- **What is needed**
Pull every line containing "exact" from the data.
+ + +
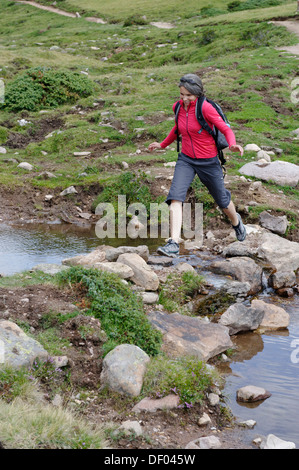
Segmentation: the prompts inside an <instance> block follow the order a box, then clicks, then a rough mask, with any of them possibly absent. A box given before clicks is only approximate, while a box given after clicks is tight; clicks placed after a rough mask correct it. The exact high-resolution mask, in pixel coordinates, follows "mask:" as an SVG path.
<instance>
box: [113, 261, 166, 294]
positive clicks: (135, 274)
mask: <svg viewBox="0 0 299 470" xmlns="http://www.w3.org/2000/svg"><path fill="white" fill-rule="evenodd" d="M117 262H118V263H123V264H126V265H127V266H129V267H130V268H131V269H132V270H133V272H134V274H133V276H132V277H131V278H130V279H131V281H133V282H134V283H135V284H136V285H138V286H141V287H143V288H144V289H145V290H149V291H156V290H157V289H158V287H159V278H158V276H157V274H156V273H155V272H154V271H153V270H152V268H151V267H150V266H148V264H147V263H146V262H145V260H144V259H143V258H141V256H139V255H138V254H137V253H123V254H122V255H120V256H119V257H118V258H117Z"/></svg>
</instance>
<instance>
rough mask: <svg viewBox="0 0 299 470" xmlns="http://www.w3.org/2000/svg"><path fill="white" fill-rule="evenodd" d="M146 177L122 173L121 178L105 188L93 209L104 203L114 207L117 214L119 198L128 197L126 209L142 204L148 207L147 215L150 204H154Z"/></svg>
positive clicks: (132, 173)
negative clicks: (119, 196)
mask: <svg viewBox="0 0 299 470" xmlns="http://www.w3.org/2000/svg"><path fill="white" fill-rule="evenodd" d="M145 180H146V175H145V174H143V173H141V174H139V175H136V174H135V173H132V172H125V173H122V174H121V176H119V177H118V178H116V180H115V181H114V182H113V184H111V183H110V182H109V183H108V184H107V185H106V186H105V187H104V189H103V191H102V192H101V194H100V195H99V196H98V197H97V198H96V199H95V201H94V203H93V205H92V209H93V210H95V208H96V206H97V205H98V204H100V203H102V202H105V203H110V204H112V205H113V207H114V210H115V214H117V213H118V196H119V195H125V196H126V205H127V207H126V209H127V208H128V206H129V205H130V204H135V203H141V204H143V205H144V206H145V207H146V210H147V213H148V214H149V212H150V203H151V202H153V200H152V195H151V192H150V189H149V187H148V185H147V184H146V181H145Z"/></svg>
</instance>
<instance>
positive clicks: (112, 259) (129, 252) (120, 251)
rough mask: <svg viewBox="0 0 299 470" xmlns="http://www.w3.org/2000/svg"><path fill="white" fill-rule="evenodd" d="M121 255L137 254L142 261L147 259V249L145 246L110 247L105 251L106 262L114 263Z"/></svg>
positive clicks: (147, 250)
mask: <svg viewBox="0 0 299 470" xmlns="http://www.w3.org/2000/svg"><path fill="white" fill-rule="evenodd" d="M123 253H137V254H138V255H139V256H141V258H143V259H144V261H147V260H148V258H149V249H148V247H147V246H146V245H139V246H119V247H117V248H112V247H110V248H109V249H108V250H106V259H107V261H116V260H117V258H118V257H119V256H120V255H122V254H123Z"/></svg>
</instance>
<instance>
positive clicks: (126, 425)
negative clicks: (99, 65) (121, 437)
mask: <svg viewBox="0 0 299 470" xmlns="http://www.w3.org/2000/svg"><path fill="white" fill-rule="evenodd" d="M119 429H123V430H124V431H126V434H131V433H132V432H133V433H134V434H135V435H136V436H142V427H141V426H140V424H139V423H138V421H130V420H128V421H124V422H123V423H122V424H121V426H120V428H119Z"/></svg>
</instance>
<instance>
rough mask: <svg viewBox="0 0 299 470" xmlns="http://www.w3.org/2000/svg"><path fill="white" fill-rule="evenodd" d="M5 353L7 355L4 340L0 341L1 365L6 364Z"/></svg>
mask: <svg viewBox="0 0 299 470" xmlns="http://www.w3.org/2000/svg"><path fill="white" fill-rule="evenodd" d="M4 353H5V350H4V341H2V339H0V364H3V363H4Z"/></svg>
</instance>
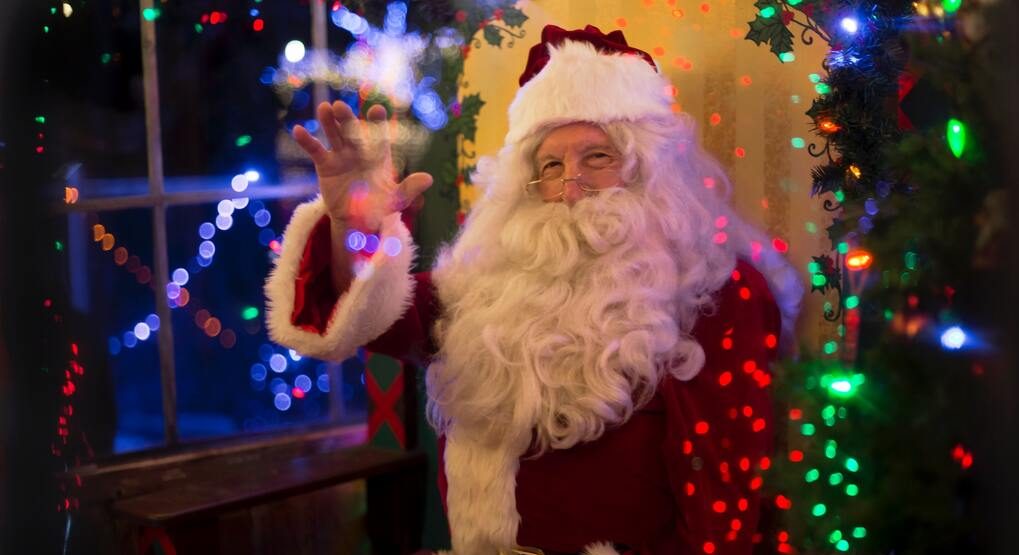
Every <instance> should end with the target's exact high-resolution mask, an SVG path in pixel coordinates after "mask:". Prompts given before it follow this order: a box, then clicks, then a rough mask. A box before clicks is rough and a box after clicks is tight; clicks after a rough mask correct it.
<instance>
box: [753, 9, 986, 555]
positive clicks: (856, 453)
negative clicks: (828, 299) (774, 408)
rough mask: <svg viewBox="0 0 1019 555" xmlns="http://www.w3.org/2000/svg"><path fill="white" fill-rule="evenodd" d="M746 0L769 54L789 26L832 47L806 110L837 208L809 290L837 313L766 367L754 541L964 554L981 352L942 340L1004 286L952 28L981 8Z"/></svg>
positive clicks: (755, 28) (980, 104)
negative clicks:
+ + +
- **Response box**
Segmentation: the prompts inside an <instance> block follow the order a box, then clicks, then a rough mask, with any of them possibly absent. A box given before clicks is only approximate, while a box given after clicks is tight; clicks placed after a rough mask correct it. The exact high-resolution mask, in pixel coordinates, follows "mask:" as an SVG path.
Every <instance> should end with the target's exact high-resolution mask, an SVG path in pixel coordinates after "mask:". Prompts given before it follow this order: a box, then clicks, then a rough mask. A box before clicks is rough and a box after clicks is tight; clicks after a rough mask correct it.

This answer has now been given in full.